» GIVEN PROBLEM
Every line from the one with "Please spot the white cap" through the end of the records below should be restated word for word, and nothing outside that span.
+ + + + +
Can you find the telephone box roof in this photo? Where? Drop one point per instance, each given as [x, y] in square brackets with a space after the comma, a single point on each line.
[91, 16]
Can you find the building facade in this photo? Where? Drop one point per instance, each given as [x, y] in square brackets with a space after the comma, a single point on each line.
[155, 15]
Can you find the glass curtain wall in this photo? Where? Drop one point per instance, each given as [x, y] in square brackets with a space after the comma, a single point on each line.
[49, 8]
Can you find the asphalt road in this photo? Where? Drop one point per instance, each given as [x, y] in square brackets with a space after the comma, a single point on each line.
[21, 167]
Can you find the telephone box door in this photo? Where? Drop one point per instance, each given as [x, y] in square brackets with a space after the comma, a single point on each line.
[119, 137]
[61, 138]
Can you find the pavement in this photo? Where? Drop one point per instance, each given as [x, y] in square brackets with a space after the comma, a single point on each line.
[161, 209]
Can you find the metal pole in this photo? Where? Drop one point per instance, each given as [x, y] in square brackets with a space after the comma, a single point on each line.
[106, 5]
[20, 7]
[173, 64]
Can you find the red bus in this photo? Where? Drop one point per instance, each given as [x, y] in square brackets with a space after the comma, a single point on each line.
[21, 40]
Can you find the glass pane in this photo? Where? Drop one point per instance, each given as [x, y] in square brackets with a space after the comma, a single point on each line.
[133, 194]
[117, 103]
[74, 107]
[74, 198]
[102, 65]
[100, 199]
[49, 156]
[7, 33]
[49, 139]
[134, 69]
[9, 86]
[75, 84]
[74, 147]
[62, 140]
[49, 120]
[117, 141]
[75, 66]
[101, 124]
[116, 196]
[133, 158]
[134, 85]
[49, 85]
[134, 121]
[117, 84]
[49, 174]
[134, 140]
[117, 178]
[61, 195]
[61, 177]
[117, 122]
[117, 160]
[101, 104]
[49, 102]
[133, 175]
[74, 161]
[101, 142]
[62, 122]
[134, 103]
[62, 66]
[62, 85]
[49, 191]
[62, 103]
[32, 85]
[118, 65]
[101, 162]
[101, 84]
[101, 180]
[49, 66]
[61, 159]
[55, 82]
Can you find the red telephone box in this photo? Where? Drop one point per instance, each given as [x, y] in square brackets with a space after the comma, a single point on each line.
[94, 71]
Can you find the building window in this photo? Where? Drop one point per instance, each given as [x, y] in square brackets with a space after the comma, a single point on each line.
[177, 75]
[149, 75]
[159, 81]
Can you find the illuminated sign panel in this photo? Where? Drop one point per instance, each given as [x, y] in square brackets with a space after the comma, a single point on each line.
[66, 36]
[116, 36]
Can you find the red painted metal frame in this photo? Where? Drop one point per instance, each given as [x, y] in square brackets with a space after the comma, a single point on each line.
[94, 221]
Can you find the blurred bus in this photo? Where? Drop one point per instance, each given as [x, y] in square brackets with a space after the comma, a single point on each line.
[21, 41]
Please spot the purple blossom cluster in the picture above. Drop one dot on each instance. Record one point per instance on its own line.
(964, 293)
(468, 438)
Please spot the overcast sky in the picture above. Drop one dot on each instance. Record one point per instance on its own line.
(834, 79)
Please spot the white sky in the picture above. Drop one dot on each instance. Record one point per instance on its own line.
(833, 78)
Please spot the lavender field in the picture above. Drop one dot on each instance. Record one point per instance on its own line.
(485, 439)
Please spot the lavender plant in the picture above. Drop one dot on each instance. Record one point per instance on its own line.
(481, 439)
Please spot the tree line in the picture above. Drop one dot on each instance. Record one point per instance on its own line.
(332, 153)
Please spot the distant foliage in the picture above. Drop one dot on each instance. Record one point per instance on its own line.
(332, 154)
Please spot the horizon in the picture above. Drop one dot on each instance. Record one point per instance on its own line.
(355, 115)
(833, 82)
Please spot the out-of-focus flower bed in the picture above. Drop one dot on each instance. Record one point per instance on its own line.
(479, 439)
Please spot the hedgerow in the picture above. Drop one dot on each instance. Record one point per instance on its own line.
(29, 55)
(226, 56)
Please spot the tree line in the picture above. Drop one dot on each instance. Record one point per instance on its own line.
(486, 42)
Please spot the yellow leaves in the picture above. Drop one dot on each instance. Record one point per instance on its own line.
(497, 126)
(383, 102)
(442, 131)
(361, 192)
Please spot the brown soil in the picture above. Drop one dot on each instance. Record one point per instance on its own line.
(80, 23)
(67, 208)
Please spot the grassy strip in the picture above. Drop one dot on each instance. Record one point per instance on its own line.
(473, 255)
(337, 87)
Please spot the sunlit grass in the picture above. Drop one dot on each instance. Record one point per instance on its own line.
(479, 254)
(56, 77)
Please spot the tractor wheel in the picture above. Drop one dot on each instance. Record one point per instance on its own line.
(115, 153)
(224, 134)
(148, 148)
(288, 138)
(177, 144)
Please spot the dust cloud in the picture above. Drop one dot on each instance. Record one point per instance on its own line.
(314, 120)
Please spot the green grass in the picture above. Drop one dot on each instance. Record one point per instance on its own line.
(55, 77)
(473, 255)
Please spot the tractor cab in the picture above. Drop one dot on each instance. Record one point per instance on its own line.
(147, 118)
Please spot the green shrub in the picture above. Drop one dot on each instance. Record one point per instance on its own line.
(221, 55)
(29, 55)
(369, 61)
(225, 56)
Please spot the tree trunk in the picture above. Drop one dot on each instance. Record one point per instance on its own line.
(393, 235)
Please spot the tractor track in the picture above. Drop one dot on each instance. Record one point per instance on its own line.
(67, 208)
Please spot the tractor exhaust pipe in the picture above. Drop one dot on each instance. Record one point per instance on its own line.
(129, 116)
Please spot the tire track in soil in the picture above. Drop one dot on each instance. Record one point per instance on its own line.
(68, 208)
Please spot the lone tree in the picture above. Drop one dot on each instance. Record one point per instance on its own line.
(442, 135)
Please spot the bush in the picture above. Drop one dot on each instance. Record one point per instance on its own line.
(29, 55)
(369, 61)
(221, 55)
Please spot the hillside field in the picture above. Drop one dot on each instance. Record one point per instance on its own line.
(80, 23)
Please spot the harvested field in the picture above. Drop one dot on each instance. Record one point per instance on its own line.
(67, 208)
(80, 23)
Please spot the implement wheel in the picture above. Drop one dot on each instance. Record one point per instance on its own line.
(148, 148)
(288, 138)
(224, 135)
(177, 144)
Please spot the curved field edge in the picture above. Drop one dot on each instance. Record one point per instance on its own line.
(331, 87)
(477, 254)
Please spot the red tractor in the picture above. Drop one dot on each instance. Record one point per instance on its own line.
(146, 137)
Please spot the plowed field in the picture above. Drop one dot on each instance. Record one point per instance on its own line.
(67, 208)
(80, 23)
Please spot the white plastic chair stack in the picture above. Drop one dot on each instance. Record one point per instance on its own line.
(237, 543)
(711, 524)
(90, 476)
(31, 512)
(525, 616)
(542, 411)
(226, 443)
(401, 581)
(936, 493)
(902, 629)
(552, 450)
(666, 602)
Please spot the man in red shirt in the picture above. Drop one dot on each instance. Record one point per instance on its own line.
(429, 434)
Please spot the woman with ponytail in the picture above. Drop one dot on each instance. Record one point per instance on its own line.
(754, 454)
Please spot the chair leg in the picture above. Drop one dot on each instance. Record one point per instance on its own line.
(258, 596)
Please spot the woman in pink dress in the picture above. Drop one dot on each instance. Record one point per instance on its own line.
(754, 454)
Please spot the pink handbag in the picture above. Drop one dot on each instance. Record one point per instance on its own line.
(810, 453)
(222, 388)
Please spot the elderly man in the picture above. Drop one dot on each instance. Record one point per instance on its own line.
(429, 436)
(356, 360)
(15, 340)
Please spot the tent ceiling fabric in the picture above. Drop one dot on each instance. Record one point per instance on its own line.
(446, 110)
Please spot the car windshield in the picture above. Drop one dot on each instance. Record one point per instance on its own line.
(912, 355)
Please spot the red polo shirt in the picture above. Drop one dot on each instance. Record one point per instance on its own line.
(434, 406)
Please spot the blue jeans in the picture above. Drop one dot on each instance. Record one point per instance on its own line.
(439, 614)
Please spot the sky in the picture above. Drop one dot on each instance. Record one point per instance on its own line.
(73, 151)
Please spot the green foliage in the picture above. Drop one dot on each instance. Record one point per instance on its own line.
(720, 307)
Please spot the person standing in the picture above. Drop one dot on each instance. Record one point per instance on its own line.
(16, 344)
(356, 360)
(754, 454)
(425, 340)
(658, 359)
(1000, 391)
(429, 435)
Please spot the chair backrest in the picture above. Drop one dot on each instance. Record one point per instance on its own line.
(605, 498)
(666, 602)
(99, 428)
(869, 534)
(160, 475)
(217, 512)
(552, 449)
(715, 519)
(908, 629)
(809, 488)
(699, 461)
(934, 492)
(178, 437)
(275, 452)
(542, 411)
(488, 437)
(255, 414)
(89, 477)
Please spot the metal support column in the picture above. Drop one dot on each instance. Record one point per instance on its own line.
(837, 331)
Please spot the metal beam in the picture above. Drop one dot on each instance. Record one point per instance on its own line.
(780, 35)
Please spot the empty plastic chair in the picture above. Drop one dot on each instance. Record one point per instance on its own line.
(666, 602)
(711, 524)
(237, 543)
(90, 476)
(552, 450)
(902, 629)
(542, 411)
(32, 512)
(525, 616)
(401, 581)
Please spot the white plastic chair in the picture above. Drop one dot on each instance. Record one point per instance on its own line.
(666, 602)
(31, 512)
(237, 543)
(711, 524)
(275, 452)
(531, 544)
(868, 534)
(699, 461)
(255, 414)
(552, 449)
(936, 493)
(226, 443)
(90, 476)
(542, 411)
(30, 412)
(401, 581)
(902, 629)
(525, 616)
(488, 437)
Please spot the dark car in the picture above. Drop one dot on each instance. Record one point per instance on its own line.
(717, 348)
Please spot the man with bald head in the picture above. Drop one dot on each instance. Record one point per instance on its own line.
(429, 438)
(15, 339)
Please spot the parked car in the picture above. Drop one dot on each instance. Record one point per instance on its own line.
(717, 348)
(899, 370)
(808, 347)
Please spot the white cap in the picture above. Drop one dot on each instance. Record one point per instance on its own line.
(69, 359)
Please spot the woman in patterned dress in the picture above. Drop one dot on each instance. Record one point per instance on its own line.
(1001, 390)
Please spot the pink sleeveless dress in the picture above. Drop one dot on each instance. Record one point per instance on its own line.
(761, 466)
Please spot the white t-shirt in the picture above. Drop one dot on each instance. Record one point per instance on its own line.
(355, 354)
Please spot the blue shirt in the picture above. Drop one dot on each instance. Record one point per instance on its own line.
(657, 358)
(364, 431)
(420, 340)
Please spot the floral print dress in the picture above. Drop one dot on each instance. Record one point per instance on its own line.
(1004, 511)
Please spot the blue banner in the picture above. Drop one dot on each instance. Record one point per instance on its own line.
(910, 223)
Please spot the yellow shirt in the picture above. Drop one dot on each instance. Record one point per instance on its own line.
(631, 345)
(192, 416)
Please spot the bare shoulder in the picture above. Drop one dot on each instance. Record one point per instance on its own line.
+ + + + +
» TASK RESULT
Please spot the white cap in the picture above. Drop one dot on each instance. Record one point per instance on its own line.
(69, 359)
Please spot the woman in patterned dress in the picture above. Drop one dot on each instance. Record one point per instance on its own line.
(1001, 390)
Please spot the pink sleeveless dress in the picture above. Drop one dot on each instance. Record one point per instance on its own line.
(761, 466)
Please spot the white t-shirt in the picture above. Drop one dot on each instance. Record one point per instance on its own line.
(355, 354)
Please spot the blue shirt in the picture above. Drop one dot on each instance. Record one point per instance on its own line.
(657, 358)
(364, 431)
(420, 340)
Please spot the floral print dress in the picture above. Drop one dot on each instance. Record one point per instance on its own line.
(1004, 511)
Please spot the blue banner in the picture above. Drop one dot on each instance. Record one point per instance on its own line.
(910, 223)
Please spot the yellow shirt in the picture above. Drop one dot on each instance. Record one point per instance on its own line.
(631, 345)
(192, 416)
Please spot the bare shoulder in the picture above. Drop one dot on each instance. Record one point per instance on its own line.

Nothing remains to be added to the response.